Text passage >>
>> Begin

Top Combined Capital Gains Tax Rates Would Average Nearly 37 Percent Under House Dems’ Plan

September 14, 2021

House Democrats’ reconciliation legislation proposes raising the long-term capital gains tax rate to 25 percent and applying a new 3 percentage point surcharge on all income above $5 million of modified adjusted gross income. When including the net investment income tax of 3.8 percent under current law, the top marginal capital gains tax rate would reach 31.8 percent at the federal level.

That would be the highest federal tax rate on capital gains since the 1970s—and it would be above the generally estimated revenue-maximizing rate of 28 percent. The proposal should also be considered in the context of state-level capital gains taxes, which most states levy.

When considering state-level policies, the average top marginal combined tax rate on capital gains would be nearly 37 percent. Six states (Oregon, New Jersey, California, New York, Vermont, and Minnesota) and the District of Columbia would face combined top marginal capital gains tax rates of more than 40 percent, nearing the top rate among OECD countries, currently levied by Denmark at 42 percent.

>> End

Image segmentation entries >>
>> Begin

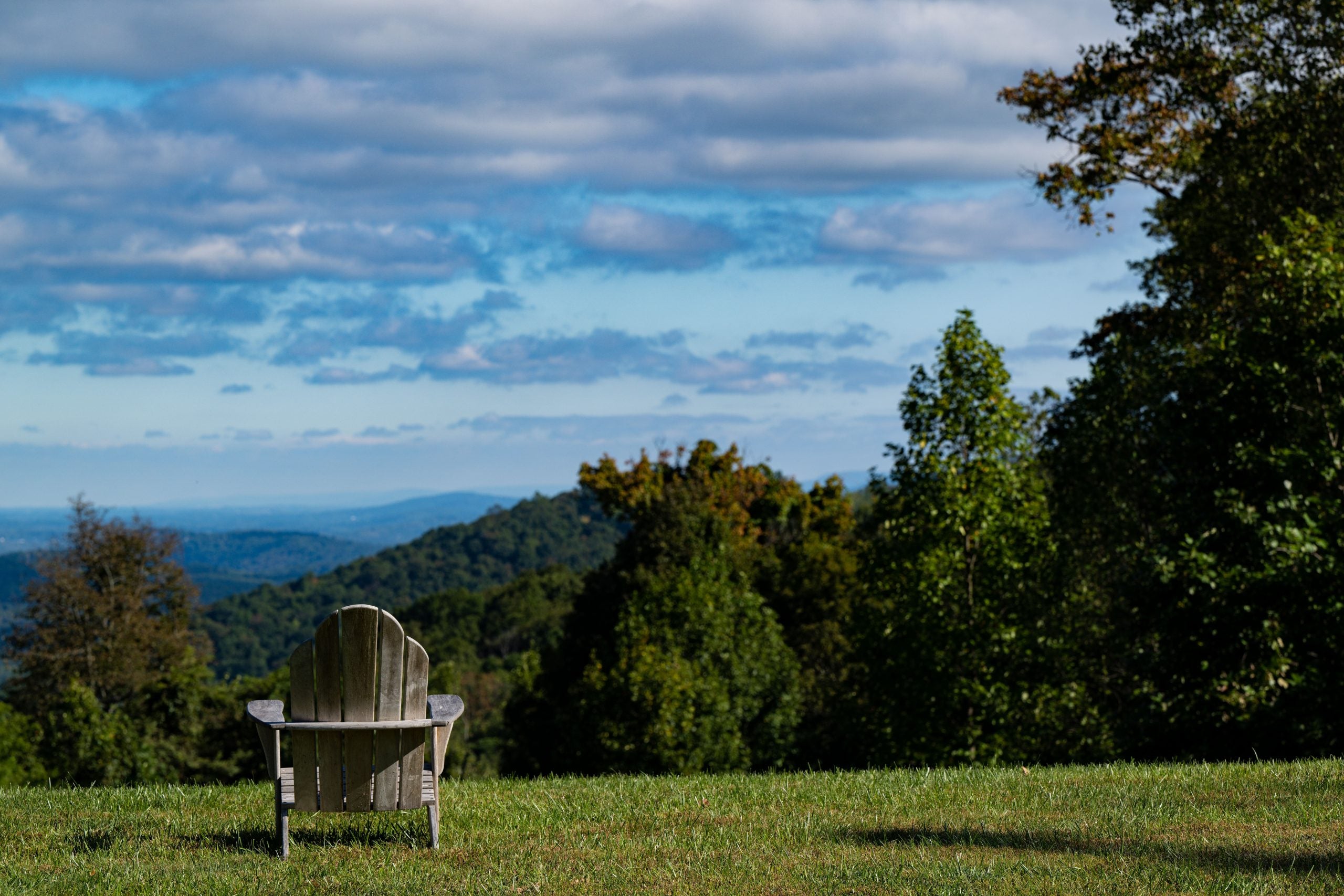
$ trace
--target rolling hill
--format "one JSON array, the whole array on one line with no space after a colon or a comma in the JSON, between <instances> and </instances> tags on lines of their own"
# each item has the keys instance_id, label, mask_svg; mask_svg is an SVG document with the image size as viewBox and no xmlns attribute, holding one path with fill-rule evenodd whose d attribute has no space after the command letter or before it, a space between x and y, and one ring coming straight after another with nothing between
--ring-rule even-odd
<instances>
[{"instance_id":1,"label":"rolling hill","mask_svg":"<svg viewBox=\"0 0 1344 896\"><path fill-rule=\"evenodd\" d=\"M224 598L206 609L200 625L214 643L218 674L265 674L341 606L372 603L395 611L449 588L504 584L528 570L587 570L612 556L622 531L581 492L538 494L325 575Z\"/></svg>"},{"instance_id":2,"label":"rolling hill","mask_svg":"<svg viewBox=\"0 0 1344 896\"><path fill-rule=\"evenodd\" d=\"M202 603L214 603L267 582L327 572L374 553L370 544L310 532L183 532L181 564L200 587ZM0 553L0 630L23 602L23 586L38 574L36 552Z\"/></svg>"},{"instance_id":3,"label":"rolling hill","mask_svg":"<svg viewBox=\"0 0 1344 896\"><path fill-rule=\"evenodd\" d=\"M497 494L445 492L375 506L152 506L109 512L122 519L138 513L157 527L180 532L310 532L384 548L515 501ZM69 510L60 508L0 508L0 553L47 548L69 524Z\"/></svg>"}]
</instances>

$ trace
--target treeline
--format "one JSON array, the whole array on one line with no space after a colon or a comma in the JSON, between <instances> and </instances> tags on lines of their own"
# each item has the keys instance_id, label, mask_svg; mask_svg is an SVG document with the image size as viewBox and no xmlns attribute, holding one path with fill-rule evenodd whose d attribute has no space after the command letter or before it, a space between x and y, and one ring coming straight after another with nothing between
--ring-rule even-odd
<instances>
[{"instance_id":1,"label":"treeline","mask_svg":"<svg viewBox=\"0 0 1344 896\"><path fill-rule=\"evenodd\" d=\"M1087 375L1023 402L960 313L862 513L839 481L804 489L708 442L585 465L583 516L620 527L598 566L513 568L401 611L435 689L466 699L458 772L1340 751L1344 20L1305 1L1116 5L1126 40L1001 94L1071 144L1039 185L1083 226L1121 184L1156 196L1146 298L1083 340ZM42 610L108 600L101 567L30 592L0 743L40 728L66 746L43 762L77 780L254 774L251 732L211 712L228 688L284 697L284 670L200 684L207 647L155 556L163 596L113 607L157 626L112 652L130 672L40 634L101 618ZM329 602L409 594L382 590L402 575L347 575ZM247 656L274 668L333 606ZM118 724L156 752L77 768Z\"/></svg>"},{"instance_id":2,"label":"treeline","mask_svg":"<svg viewBox=\"0 0 1344 896\"><path fill-rule=\"evenodd\" d=\"M200 627L220 676L262 676L310 638L332 610L372 603L398 613L446 590L477 591L551 564L589 570L607 559L621 525L591 496L535 496L473 523L430 529L414 541L325 575L266 584L211 604Z\"/></svg>"}]
</instances>

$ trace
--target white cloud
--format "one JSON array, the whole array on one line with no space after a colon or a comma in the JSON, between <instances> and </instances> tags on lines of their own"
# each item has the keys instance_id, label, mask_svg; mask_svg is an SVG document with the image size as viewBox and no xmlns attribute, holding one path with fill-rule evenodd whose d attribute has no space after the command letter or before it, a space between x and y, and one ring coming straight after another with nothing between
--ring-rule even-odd
<instances>
[{"instance_id":1,"label":"white cloud","mask_svg":"<svg viewBox=\"0 0 1344 896\"><path fill-rule=\"evenodd\" d=\"M1070 227L1020 192L991 199L837 208L821 230L823 251L843 259L903 265L1046 261L1082 251L1095 236Z\"/></svg>"}]
</instances>

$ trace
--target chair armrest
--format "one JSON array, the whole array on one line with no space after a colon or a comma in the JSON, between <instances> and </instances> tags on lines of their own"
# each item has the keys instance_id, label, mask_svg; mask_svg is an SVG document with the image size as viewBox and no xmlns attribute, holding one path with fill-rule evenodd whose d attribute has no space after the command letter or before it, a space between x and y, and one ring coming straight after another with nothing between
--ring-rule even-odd
<instances>
[{"instance_id":1,"label":"chair armrest","mask_svg":"<svg viewBox=\"0 0 1344 896\"><path fill-rule=\"evenodd\" d=\"M247 717L258 725L273 728L285 724L284 700L251 700L247 704Z\"/></svg>"},{"instance_id":2,"label":"chair armrest","mask_svg":"<svg viewBox=\"0 0 1344 896\"><path fill-rule=\"evenodd\" d=\"M457 721L457 717L462 715L462 699L456 693L431 693L429 696L429 717L437 723Z\"/></svg>"},{"instance_id":3,"label":"chair armrest","mask_svg":"<svg viewBox=\"0 0 1344 896\"><path fill-rule=\"evenodd\" d=\"M453 736L453 723L461 715L462 699L456 693L434 693L429 696L429 717L434 720L435 725L434 740L430 744L435 795L438 794L438 776L444 774L444 756L448 755L448 739Z\"/></svg>"}]
</instances>

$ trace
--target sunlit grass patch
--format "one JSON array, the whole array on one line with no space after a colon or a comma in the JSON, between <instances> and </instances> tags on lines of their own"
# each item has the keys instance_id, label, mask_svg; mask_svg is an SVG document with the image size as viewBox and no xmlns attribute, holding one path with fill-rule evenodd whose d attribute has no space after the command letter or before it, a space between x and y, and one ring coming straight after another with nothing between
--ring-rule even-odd
<instances>
[{"instance_id":1,"label":"sunlit grass patch","mask_svg":"<svg viewBox=\"0 0 1344 896\"><path fill-rule=\"evenodd\" d=\"M552 778L423 813L266 785L0 790L5 893L1336 893L1344 764Z\"/></svg>"}]
</instances>

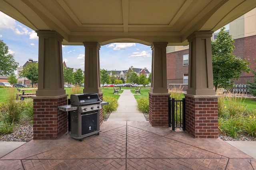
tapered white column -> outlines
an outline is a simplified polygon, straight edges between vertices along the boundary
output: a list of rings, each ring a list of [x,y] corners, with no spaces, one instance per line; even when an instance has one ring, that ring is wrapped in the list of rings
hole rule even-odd
[[[152,50],[151,88],[154,93],[167,93],[166,47],[167,43],[153,43]]]
[[[54,31],[39,30],[36,33],[39,37],[36,96],[65,94],[61,46],[63,37]]]
[[[197,31],[187,38],[189,42],[188,94],[215,94],[211,43],[212,33],[210,31]]]
[[[83,43],[85,47],[84,93],[101,92],[100,49],[97,42]]]

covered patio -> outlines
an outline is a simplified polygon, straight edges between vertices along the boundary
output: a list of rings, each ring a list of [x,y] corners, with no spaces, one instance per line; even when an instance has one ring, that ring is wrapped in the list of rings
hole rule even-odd
[[[0,11],[39,37],[38,86],[34,98],[34,139],[57,139],[67,131],[62,44],[85,48],[84,93],[100,87],[100,45],[137,42],[152,49],[150,122],[168,126],[166,47],[189,45],[186,130],[196,138],[218,138],[213,87],[213,32],[256,7],[255,0],[0,0]],[[102,123],[102,111],[100,112]]]

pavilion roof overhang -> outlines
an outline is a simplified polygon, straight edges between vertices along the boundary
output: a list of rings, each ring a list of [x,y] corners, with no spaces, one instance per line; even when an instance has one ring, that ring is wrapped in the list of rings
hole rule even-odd
[[[186,45],[256,7],[255,0],[0,0],[0,11],[34,30],[54,30],[63,45],[136,42]]]

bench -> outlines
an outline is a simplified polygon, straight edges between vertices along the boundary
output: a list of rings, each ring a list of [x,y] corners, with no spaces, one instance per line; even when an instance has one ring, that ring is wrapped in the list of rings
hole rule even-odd
[[[113,94],[114,94],[116,92],[117,92],[117,94],[118,94],[119,93],[119,90],[118,90],[118,89],[116,89],[116,88],[115,87],[114,87],[114,93],[113,93]]]
[[[137,92],[140,94],[140,88],[139,88],[138,89],[135,90],[135,94],[136,94]]]
[[[25,93],[23,95],[20,94],[20,100],[24,100],[25,98],[30,98],[36,96],[36,93]]]

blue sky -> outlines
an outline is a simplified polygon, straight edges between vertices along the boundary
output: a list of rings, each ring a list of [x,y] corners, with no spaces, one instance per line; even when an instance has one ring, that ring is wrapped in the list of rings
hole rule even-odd
[[[9,53],[19,65],[28,59],[38,61],[38,38],[35,31],[0,12],[0,39],[9,47]],[[138,43],[112,43],[101,46],[100,68],[108,70],[127,70],[131,66],[151,72],[150,46]],[[62,60],[70,68],[84,68],[83,46],[62,46]],[[16,72],[15,73],[16,74]]]

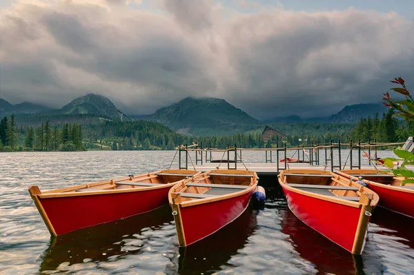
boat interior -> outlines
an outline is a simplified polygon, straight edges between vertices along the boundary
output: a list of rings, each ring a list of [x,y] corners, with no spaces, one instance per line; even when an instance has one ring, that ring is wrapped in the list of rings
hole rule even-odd
[[[48,191],[43,193],[48,194],[69,192],[96,192],[99,190],[143,188],[176,183],[189,177],[193,177],[197,174],[199,174],[199,172],[197,171],[161,170],[152,173],[140,174],[136,176],[134,176],[134,175],[130,175],[128,177],[123,179],[89,183],[71,187]]]
[[[227,174],[220,170],[204,173],[191,181],[174,186],[171,192],[179,194],[181,201],[193,201],[241,191],[248,189],[257,180],[253,172],[237,172],[239,173]]]
[[[373,192],[349,179],[329,172],[315,170],[284,170],[280,178],[286,185],[321,195],[359,201],[362,191]]]
[[[385,174],[384,171],[370,170],[342,170],[337,172],[339,174],[349,177],[362,177],[363,180],[374,181],[378,183],[397,186],[402,188],[414,189],[414,183],[406,183],[402,185],[402,181],[405,179],[401,176],[394,176],[392,174]],[[344,174],[342,174],[344,173]]]

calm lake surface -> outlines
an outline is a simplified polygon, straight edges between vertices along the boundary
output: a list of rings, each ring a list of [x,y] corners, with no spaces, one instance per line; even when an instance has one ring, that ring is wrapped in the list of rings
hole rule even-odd
[[[362,256],[298,220],[277,188],[266,190],[264,208],[248,208],[183,249],[168,205],[51,238],[28,192],[33,185],[46,190],[166,169],[175,153],[0,153],[0,274],[414,274],[414,219],[380,207]],[[213,159],[221,159],[216,154]],[[342,163],[347,155],[344,150]],[[264,153],[243,152],[243,158],[264,162]]]

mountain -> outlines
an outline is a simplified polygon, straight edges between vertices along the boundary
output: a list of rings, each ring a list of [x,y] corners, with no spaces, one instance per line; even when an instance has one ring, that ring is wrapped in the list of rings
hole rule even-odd
[[[112,102],[105,96],[88,94],[78,97],[64,105],[59,112],[64,114],[95,114],[99,116],[119,118],[119,114]]]
[[[0,99],[0,117],[15,114],[30,114],[48,112],[52,110],[42,105],[22,102],[12,105],[3,99]]]
[[[379,116],[386,112],[386,107],[382,103],[355,104],[345,106],[336,114],[333,114],[328,119],[330,122],[336,123],[355,123],[359,121],[362,118],[368,118],[368,116],[373,117],[378,112]]]
[[[242,132],[257,128],[260,123],[224,99],[212,97],[187,97],[141,119],[196,136]]]
[[[302,122],[304,119],[302,119],[300,116],[293,115],[288,116],[280,116],[280,117],[275,117],[270,119],[266,119],[265,121],[262,121],[262,123],[263,124],[270,124],[270,123],[295,123],[297,122]]]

>> End

Set exercise >>
Write out the full text on capital gains tax rates word for word. The entries have no connection to the text about capital gains tax rates.

Finished task >>
Top Combined Capital Gains Tax Rates Would Average Nearly 37 Percent Under House Dems’ Plan

September 14, 2021

House Democrats’ reconciliation legislation proposes raising the long-term capital gains tax rate to 25 percent and applying a new 3 percentage point surcharge on all income above $5 million of modified adjusted gross income. When including the net investment income tax of 3.8 percent under current law, the top marginal capital gains tax rate would reach 31.8 percent at the federal level.

That would be the highest federal tax rate on capital gains since the 1970s—and it would be above the generally estimated revenue-maximizing rate of 28 percent. The proposal should also be considered in the context of state-level capital gains taxes, which most states levy.

When considering state-level policies, the average top marginal combined tax rate on capital gains would be nearly 37 percent. Six states (Oregon, New Jersey, California, New York, Vermont, and Minnesota) and the District of Columbia would face combined top marginal capital gains tax rates of more than 40 percent, nearing the top rate among OECD countries, currently levied by Denmark at 42 percent.